[Passage given]
start

1 Eliminate duplicate field HLWORD->skip

2 Rework support for html tags in parser 3 add HighlightAll to headline function for generating highlighted whole text with saved html tags
2004-06-28 16:19:09 +00:00 · 2004-06-28 16:19:09 +00:00 · bb89237531
commit bb89237531
parent e48cfacb84
6 changed files with 234 additions and 133 deletions
--- a/contrib/tsearch2/expected/tsearch2.out
+++ b/contrib/tsearch2/expected/tsearch2.out
@ -458,20 +458,20 @@ select * from parse('default', '345 qwe@efd.r \' http://www.com/ http://aew.werc
    12 |  
     1 | asdf
    12 |  
-    13 |  
+    13 | <fr>
     1 | qwer
    12 |  
     1 | jf
    12 |  
     1 | sdjk
-    13 |  
+    13 | <we hjwer <werrwe>
    12 |  
     3 | ewr1
    12 | >
    12 |  
     3 | ewri2
    12 |  
-    13 |  
+    13 | <a href="qwe<qwe>">
    12 | 

    19 | /usr/local/fff
@ -515,7 +515,7 @@ select * from parse('default', '345 qwe@efd.r \' http://www.com/ http://aew.werc
    22 | 234
    12 |  

-    13 |  
+    13 | <i <b>
    12 |  
     1 | wow
    12 |   
@ -2130,6 +2130,35 @@ A thousand years to trace
 The granite features of this cliff
 (1 row)

end

Extend the tsearch2 commit diff above, picking up right after its last line.

[Material provided]
start

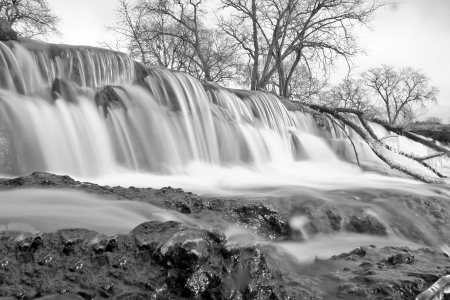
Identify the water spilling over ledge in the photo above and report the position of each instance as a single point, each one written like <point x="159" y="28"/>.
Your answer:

end

[Response to this task]
+select headline('
+<html>
+<!-- some comment -->
+<body>
+Sea view wow <u>foo bar</u> <i>qq</i>
+<a href="http://www.google.com/foo.bar.html" target="_blank">YES &nbsp;</a>
+ff-bg
+<script>
+	document.write(15);
+</script>
+</body>
+</html>', 
+to_tsquery('sea&foo'), 'HighlightAll=true');
+                                                                                                              headline                                                                                                               
+-------------------------------------------------------------------------------------------------------------------------------------------------------------------------------------------------------------------------------------
+ 
+<html>
+<!-- some comment -->
+<body>
+<b>Sea</b> view wow <u><b>foo</b> bar</u> <i>qq</i>
+<a href="http://www.google.com/foo.bar.html" target="_blank">YES &nbsp;</a>
+ ff-bg
+<script>
+	document.write(15);
+</script>
+</body>
+</html>
+(1 row)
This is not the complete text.